··· BRANO PROPOSTO ···

La cattiva scuola di Renzi-Giannini

Per i precari della scuola l’estate è sempre stato una stagione piena di contraddizioni e dubbi. Il lungo periodo di inattività farcito dall’assegno di disoccupazione (che arriva spesso tra ottobre e dicembre) non è mai stato libero da preoccupazioni che proiettano la mente all’inizio del futuro anno scolastico: avrò un contratto favorevole? Riuscirò a lavorare tutto l’anno? Andrò in una scuola favorevole alle mie aspettative?

La domanda più assillante rimane, comunque,la stessa di sempre: sarà la volta buona per andare di ruolo?

L’estate 2015, tuttavia, sarà ricordata dal variegato mondo del precariato scolastico in modo diverso da tutti gli altri, è infatti l’estate della “buona” scuola! I mesi precedenti si sono chiusi con le mobilitazioni sindacali che sono riuscite a manifestare un primo segnale di opposizione all’Italia renziana che sembrava fondarsi su un granitico consenso. L’altro risultato importante delle mobilitazioni di fine primavera è stato l’aver ricompattato il fronte dei docenti in passato diviso, schematizzando un po’ la realtà, tra i docenti di ruolo ed i precari. Sarebbe più che logico aspettarsi un autunno caldo sul fronte scolastico, visto che coinciderà con l’introduzione dei provvedimenti osteggiati e, bisogna riconoscerlo, realizzati dal duo Renzi-Giannini.

Saltiamo, dunque, tutte e tutti sulla grande barca contestatrice che vede finalmente uniti sindacati, precari, famiglie e studenti?

A ben guardare, la situazione è più sfaccettata e rischiosa.

Le prime contraddizioni nel fronte dei docenti si stanno già manifestando durante le iniziali convocazioni di Agosto per il personale della scuola.

Le problematiche sono emerse per i docenti delle scuole dell’infanzia e delle primarie. Queste nomine sono state effettuate al di fuori del piano di assunzioni della riforma (che partiranno dal 15 Agosto) e si sono rivolte a chi era già inserito nelle graduatorie permanenti, ovvero quelle dove si trovano i candidati in possesso di abilitazione titolo che non coincide con la laurea o il diploma ai quali è successivo. Una sentenza del consiglio di Stato ha accolto un ricorso dell’ANIEF (un’associazione pseudo-sindacale attiva nel promuovere qualsiasi forma di ricorso e petizioni, anche se in contraddizione tra di loro) che equiparava i titoli di alcuni docenti in possesso del diploma abilitante come abilitazione vera e propria e inserendoli nelle GAE. Questa sentenza ha determinato che alcuni docenti si sono visti scavalcare da altri che possederebbero un titolo in meno, non molti per la verità in quanto la sentenza aveva in sé parametri stabiliti (età, anni di servizio ecc.). Sono scattate immediatamente le proteste che hanno visto gli insegnati e le insegnanti coinvolte andare a prendere la tanto agognata nomina a tempo determinato in abiti neri da lutto.

···

BREVE ESERCIZIO 1
Ripeta alla lettera il brano sulla scuola, tutto ciò che va da "Saltiamo, dunque, tutte" giù fino a "sfaccettata e rischiosa.".

··· DATI DA ELABORARE ···

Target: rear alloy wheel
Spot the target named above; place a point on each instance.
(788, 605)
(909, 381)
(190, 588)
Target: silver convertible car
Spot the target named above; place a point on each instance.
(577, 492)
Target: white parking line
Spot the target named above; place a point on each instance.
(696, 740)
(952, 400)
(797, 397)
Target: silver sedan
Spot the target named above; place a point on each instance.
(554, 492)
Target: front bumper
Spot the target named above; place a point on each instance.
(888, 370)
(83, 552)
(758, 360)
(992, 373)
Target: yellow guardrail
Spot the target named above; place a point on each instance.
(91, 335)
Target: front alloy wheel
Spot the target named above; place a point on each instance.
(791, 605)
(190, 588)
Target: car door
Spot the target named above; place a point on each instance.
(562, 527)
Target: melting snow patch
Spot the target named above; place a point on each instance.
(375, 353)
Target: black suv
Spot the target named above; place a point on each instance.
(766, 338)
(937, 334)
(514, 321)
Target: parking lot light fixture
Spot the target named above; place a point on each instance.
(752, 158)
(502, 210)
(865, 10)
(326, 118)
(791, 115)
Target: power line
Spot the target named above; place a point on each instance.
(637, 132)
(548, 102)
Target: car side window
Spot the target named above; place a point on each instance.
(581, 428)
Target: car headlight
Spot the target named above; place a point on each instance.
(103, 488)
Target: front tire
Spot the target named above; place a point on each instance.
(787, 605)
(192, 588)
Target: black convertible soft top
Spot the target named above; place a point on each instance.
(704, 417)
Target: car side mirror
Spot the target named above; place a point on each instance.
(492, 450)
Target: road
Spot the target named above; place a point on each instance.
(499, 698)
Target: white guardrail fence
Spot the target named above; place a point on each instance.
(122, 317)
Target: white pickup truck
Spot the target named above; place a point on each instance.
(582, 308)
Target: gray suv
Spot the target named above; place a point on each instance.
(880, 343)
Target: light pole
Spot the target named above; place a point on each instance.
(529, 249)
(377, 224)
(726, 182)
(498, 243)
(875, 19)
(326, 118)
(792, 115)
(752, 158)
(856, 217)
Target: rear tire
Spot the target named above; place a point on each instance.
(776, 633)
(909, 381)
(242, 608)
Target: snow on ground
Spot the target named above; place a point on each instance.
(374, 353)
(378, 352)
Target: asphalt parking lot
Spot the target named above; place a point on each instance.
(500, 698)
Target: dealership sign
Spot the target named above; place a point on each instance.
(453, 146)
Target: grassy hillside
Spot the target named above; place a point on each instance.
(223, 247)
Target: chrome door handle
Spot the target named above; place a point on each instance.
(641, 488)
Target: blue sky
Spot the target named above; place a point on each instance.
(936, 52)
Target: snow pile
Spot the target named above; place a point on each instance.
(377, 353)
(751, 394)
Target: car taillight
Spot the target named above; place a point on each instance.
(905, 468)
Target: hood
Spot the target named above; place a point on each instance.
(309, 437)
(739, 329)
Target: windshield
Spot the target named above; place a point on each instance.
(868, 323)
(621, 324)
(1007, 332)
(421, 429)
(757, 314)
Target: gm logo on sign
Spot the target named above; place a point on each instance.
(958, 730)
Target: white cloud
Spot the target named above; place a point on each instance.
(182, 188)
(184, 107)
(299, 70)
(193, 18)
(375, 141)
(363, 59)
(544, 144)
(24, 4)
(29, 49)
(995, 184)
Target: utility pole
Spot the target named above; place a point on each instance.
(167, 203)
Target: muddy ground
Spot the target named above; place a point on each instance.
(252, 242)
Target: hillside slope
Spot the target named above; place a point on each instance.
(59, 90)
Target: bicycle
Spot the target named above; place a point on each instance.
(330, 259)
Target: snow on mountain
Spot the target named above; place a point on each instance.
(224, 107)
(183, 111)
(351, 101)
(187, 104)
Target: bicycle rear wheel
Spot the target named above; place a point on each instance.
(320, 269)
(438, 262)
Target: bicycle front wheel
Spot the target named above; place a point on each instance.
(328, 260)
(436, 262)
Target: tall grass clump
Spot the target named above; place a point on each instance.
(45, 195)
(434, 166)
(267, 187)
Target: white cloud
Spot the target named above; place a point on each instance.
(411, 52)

···

BREVE ESERCIZIO 2
Converta in un CSV a due colonne, intitolate richiesta e risposta, i record che vanno dalla riga contenente "Target: bicycle front wheel" giù fino alla fine dei record, estremi inclusi. Prepari una riga per ciascuna richiesta, con il testo e la risposta ognuno in un unico campo tra virgolette e gli a capo sostituiti da spazi.

RISPOSTA FINALE 1
Saltiamo, dunque, tutte e tutti sulla grande barca contestatrice che vede finalmente uniti sindacati, precari, famiglie e studenti?

A ben guardare, la situazione è più sfaccettata e rischiosa.

RISPOSTA FINALE 2
richiesta,risposta
"Target: bicycle front wheel Spot the target named above; place a point on each instance.","(328, 260) (436, 262)"
"Target: tall grass clump Spot the target named above; place a point on each instance.","(45, 195) (434, 166) (267, 187)"
"Target: white cloud Spot the target named above; place a point on each instance.","(411, 52)"